● **SELECTED EXTRACT**:
NEW YORK, NY.- It was the 1970s, and Dianne McIntyre was a dancer on a mission: to soak up live music, specifically, she said, “so-called avant-garde jazz,” free jazz or, when labels really start to irritate her, just “whatever.” Shows would end late, making this obsession a sunrise pursuit. “We’d leave at 2 a.m., get on the subway from Brooklyn or down in the Village,” she said in a video interview. “At 2 a.m., the subways came by very seldom, so we’d get home at 4 a.m., something like that. But we didn’t care. We had to go. We had to go hear the music.”

To McIntyre, now 77, dance and music are one entity, an artistic union that she celebrated with Sounds in Motion, the company she formed in 1972. Starting Friday, that vision will be on display in her new work, “In the Same Tongue,” the inaugural dance performance to grace the new Apollo Stages at the Victoria Theater in New York City.

Filtered through the lens of Black culture, “In the Same Tongue” is a personal work, years in the making. McIntyre, a veteran choreographer, is fueled by questions: How do dance and music speak to one another? Are they — and are people — speaking in the same key? As she said, “It’s dance-music communication and human communication.”

● **BRIEF A**: Render the entries below as a JSON list of strings with one string per line, leaving out blank lines, starting with the line with "Please mark the region of every instance of the cabinet" and going on through the line with "[[[154,123],[140,123],[140,152],[156,152],[156,124]]]".

● **DATA SUPPLIED**:
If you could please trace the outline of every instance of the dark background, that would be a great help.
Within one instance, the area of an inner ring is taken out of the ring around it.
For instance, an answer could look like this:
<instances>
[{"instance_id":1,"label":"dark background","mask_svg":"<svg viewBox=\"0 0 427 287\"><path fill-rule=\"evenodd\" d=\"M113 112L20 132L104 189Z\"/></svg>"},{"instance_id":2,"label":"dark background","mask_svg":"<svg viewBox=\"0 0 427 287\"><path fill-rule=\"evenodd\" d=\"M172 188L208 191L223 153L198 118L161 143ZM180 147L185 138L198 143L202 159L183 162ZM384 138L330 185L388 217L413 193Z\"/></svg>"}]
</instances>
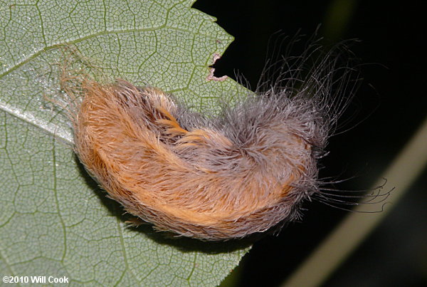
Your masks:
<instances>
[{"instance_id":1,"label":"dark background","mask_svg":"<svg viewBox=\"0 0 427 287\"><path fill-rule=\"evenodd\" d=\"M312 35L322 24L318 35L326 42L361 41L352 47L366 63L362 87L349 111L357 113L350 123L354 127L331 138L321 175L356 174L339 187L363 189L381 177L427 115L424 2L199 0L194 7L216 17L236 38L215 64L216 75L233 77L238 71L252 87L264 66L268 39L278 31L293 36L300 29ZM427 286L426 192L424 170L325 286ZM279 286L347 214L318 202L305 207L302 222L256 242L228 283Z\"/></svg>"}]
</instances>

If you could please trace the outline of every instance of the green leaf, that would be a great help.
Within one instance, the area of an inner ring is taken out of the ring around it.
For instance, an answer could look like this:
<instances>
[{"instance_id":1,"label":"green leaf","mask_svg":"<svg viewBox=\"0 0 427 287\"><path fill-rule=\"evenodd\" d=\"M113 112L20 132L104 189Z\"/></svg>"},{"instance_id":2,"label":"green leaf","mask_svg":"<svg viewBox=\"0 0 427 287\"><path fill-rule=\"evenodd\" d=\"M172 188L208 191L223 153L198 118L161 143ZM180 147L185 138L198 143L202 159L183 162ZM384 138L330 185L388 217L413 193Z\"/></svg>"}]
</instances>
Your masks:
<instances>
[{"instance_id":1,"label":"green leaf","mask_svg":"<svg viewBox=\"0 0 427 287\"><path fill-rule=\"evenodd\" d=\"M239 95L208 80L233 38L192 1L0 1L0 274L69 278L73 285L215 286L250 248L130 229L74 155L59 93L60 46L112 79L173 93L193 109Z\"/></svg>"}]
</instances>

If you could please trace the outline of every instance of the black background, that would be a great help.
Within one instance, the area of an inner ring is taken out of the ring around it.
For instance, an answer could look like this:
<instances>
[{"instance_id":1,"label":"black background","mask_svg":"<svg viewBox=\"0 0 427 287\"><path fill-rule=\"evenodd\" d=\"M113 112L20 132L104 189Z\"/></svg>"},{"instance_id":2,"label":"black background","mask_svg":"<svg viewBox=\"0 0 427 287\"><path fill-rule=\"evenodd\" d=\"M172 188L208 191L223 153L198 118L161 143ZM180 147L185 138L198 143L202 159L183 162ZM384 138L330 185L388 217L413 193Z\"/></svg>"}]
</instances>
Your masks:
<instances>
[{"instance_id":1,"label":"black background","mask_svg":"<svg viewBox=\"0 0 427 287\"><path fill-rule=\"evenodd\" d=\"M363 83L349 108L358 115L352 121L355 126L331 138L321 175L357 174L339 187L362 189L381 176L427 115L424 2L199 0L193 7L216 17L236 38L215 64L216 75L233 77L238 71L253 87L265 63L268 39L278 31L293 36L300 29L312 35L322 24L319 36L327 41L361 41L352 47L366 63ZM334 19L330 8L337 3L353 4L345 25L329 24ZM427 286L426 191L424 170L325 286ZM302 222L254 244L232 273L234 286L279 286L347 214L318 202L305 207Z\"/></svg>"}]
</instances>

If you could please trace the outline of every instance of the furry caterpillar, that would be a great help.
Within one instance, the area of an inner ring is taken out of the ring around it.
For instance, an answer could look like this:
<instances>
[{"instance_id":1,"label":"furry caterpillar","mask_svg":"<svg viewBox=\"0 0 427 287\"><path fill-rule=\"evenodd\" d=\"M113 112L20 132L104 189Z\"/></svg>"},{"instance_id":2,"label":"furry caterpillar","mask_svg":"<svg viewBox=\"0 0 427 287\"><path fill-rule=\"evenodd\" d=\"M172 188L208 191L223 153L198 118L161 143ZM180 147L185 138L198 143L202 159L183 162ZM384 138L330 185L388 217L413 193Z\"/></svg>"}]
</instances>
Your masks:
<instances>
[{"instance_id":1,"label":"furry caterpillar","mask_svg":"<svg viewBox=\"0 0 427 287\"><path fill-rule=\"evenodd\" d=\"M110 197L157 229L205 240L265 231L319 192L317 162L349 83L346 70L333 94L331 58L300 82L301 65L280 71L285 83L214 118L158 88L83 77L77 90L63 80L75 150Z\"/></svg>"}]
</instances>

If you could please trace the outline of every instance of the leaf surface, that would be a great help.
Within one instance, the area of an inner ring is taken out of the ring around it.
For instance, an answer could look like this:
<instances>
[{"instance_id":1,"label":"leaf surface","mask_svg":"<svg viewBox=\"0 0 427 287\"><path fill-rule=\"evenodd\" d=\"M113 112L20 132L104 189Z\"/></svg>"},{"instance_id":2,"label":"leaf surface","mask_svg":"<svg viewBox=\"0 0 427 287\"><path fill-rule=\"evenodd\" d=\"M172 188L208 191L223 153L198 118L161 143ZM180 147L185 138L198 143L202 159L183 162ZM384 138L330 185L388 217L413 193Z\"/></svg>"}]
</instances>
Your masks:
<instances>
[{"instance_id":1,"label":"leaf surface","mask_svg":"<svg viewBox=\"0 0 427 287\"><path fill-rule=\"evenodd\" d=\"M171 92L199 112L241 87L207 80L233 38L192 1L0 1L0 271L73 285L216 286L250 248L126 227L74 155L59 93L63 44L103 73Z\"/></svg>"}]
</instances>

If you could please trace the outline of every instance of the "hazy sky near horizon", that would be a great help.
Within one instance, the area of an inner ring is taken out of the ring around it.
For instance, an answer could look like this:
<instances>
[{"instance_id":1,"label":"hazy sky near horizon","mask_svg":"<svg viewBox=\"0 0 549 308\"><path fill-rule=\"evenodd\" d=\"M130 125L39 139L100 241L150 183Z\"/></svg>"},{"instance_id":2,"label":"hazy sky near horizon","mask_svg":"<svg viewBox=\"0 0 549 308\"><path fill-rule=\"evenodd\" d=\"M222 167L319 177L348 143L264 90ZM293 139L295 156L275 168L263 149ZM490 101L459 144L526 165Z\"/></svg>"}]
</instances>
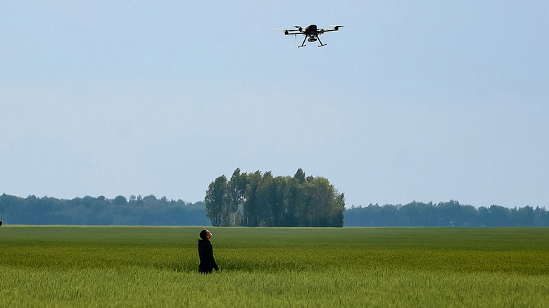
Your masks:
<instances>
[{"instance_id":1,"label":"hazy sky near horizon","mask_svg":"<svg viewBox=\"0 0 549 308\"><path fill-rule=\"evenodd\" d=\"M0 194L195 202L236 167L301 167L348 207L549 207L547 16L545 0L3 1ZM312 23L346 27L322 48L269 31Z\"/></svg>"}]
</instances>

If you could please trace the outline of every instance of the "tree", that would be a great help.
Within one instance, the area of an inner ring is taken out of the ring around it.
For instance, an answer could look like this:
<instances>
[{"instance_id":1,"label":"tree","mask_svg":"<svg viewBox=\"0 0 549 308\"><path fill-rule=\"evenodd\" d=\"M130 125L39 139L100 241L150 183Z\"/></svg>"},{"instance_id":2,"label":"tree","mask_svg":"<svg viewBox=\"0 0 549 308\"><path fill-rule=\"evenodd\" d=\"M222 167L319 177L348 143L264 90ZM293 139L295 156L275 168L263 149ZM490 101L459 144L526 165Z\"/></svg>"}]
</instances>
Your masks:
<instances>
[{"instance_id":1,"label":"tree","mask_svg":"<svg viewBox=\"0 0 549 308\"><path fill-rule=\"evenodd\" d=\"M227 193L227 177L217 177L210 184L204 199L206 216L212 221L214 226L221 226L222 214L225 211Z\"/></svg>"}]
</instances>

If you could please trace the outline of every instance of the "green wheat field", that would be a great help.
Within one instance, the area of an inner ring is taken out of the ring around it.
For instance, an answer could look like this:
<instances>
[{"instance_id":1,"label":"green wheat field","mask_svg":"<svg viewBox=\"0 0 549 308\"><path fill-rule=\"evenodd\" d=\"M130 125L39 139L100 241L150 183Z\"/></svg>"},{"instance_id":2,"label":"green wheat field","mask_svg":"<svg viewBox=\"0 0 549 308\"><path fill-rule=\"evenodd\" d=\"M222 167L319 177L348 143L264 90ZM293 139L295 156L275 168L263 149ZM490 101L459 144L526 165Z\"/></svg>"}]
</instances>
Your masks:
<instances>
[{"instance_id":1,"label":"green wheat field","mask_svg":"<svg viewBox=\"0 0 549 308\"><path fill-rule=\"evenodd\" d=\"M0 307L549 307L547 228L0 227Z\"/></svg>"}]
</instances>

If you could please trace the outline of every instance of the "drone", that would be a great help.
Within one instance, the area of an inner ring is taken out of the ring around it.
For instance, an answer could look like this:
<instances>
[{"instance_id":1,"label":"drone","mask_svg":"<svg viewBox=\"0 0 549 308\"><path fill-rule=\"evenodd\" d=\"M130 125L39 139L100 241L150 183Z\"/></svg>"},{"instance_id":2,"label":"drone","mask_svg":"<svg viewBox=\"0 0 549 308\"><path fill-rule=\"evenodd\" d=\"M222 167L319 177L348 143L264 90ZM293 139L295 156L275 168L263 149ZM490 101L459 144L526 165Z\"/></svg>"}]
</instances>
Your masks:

* * *

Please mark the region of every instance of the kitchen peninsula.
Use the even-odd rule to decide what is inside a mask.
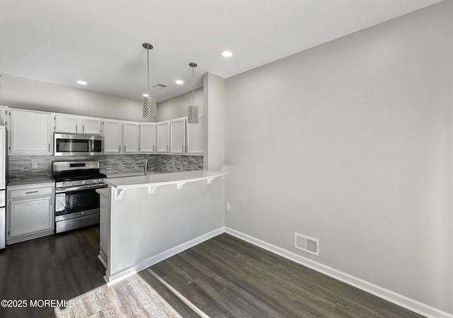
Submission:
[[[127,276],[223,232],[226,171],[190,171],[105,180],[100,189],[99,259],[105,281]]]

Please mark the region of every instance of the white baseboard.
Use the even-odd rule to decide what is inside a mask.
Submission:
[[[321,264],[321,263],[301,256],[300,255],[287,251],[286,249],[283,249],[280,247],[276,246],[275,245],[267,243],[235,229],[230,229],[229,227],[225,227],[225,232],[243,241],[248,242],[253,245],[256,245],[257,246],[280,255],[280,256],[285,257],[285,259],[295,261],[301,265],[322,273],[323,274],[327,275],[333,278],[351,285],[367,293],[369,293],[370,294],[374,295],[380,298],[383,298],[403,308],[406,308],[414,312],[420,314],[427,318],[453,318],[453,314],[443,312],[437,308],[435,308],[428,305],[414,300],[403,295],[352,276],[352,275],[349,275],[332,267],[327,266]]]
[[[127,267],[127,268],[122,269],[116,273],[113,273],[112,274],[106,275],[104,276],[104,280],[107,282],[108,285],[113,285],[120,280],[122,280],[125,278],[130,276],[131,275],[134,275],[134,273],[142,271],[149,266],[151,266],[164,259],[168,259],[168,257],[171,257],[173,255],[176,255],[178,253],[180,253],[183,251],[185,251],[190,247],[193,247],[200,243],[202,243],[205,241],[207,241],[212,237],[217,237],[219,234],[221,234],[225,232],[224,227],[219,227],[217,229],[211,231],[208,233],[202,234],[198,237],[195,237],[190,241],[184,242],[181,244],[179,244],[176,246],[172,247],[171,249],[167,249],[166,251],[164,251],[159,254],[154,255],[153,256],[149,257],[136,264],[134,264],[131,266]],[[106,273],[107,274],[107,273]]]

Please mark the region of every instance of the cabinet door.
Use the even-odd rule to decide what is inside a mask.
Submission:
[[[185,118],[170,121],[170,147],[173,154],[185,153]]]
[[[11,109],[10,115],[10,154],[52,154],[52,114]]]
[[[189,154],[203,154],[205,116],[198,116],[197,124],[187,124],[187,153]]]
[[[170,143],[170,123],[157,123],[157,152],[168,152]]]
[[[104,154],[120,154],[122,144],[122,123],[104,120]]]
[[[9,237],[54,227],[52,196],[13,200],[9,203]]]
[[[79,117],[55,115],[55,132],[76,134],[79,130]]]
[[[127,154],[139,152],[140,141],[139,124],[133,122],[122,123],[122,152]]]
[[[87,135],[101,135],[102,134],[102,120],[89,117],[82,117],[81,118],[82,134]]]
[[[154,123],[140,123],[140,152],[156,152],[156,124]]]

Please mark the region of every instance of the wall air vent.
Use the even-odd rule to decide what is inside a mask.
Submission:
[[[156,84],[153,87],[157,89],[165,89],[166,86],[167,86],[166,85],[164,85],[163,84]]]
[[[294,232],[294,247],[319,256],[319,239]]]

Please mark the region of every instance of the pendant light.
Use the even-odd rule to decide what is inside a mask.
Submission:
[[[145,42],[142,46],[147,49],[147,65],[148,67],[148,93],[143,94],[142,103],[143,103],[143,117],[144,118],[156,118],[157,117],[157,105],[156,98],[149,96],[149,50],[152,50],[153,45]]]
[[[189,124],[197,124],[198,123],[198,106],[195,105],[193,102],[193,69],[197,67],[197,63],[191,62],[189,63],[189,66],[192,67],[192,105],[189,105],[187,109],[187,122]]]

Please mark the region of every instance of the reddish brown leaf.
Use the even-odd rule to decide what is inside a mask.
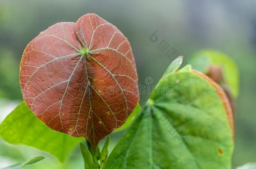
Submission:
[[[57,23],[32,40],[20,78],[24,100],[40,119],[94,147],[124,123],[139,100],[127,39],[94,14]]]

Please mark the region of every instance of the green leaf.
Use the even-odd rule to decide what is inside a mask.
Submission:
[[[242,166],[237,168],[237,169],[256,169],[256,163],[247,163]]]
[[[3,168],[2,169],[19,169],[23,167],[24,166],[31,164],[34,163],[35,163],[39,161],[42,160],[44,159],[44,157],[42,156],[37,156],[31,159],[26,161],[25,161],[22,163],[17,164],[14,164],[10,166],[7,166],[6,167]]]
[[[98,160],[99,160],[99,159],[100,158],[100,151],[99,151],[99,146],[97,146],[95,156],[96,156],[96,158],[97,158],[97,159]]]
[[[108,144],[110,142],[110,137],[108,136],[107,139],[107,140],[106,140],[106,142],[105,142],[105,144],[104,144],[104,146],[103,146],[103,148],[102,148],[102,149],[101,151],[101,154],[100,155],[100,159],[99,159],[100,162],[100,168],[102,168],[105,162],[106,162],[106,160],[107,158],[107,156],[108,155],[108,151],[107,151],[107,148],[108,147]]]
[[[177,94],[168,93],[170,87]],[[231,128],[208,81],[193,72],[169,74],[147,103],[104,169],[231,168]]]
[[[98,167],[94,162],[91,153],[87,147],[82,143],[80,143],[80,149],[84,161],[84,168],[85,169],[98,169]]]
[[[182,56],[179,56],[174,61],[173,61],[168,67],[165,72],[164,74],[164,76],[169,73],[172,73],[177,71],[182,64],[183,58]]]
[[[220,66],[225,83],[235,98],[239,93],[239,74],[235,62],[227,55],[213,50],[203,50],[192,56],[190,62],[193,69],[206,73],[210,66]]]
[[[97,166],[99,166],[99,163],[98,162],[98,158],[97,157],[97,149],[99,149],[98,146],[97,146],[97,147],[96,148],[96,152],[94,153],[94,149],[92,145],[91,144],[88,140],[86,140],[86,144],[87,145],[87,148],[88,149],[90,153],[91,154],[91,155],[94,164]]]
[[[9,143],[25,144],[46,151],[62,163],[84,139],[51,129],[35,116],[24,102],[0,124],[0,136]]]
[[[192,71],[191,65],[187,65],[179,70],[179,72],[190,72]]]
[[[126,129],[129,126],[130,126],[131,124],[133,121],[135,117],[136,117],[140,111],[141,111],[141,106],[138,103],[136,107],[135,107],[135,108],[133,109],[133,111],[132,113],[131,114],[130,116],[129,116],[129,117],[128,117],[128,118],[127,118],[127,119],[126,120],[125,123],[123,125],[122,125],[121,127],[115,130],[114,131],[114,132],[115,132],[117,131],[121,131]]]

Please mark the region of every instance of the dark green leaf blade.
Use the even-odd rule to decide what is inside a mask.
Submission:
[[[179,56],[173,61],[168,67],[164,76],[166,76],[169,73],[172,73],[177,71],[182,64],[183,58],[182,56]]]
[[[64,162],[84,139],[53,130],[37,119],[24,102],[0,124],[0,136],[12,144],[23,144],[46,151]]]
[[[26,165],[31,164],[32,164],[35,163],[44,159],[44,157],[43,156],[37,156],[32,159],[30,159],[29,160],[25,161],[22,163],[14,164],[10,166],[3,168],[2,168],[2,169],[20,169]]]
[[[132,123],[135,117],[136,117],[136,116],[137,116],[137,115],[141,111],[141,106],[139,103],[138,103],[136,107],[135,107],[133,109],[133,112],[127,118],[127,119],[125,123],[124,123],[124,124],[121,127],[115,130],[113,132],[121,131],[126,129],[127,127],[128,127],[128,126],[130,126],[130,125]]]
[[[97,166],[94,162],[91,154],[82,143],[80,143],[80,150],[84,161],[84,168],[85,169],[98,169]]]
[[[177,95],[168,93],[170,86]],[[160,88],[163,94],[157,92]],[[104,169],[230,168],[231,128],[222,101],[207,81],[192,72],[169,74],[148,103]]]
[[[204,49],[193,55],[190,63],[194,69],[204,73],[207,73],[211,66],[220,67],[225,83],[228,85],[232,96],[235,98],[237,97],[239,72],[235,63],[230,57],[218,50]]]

● **BRIEF B**: Continue the article above about Dianne McIntyre and her dance work "In the Same Tongue" from where it stops.

● **EXPECTED ANSWER A**:
[
  "Please mark the region of every instance of the cabinet door.",
  "Use the even-odd rule to decide what is inside a mask.",
  "Submission:",
  "[[[185,118],[170,121],[170,147],[173,154],[185,153]]]",
  "[[[11,109],[10,115],[10,154],[52,154],[52,114]]]",
  "[[[189,154],[203,154],[205,116],[198,116],[197,124],[187,124],[187,153]]]",
  "[[[170,143],[170,123],[157,123],[157,152],[168,152]]]",
  "[[[104,154],[120,154],[122,144],[122,123],[104,120]]]",
  "[[[9,237],[54,227],[52,196],[13,200],[9,203]]]",
  "[[[79,117],[55,115],[55,132],[76,134],[79,130]]]",
  "[[[127,154],[139,152],[140,141],[139,124],[133,122],[122,123],[122,152]]]",
  "[[[87,135],[101,135],[102,134],[102,120],[89,117],[82,117],[81,118],[82,134]]]",
  "[[[154,123],[140,123],[140,152],[156,152],[156,124]]]"
]

● **EXPECTED ANSWER B**:
McIntyre moved to New York from Cleveland in 1970 and studied with Viola Farber and Gus Solomons Jr., both influential dancers from the Merce Cunningham company. McIntyre’s deep connection to dance and music led her to form Sounds in Motion, a company — and studio — in Harlem dedicated to dance, of course, but also ideas about Black expression. It was a rich melding of the arts; poet Ntozake Shange danced in her company and was part of her circle.

“In the Same Tongue” — a nuanced weaving together of motion and sound, both improvised and set — features musicians, dancers, poetry by Shange and text by McIntyre. When she first started working on the dance, years ago, she got stuck. A former dancer gave her valuable advice: to write about her associations with music. “I didn’t write so much about the individuals I worked with,” she said, “but how it was my intention for people to see the music in the dance.”

McIntyre brought on Diedre Murray as composer. Murray started out as a cellist. “She was one of the pioneers bringing a string instrument into the jazz world,” McIntyre said.

While this is their first official collaboration, they have worked together before, including performing a duet in the 1980s. That experience was “kind of breathtaking,” Murray said. “But my mother and aunt were dancers” — her mother with the Nicholas Brothers and her aunt had a dance company — “so I started by improvising for movement. Actually, that’s how I started my career as a kid.”

Soon after Murray first picked up a cello, at about 11, her aunt recruited her for a performance. Her aunt told her: “‘You see the movement. Make sounds behind it.’”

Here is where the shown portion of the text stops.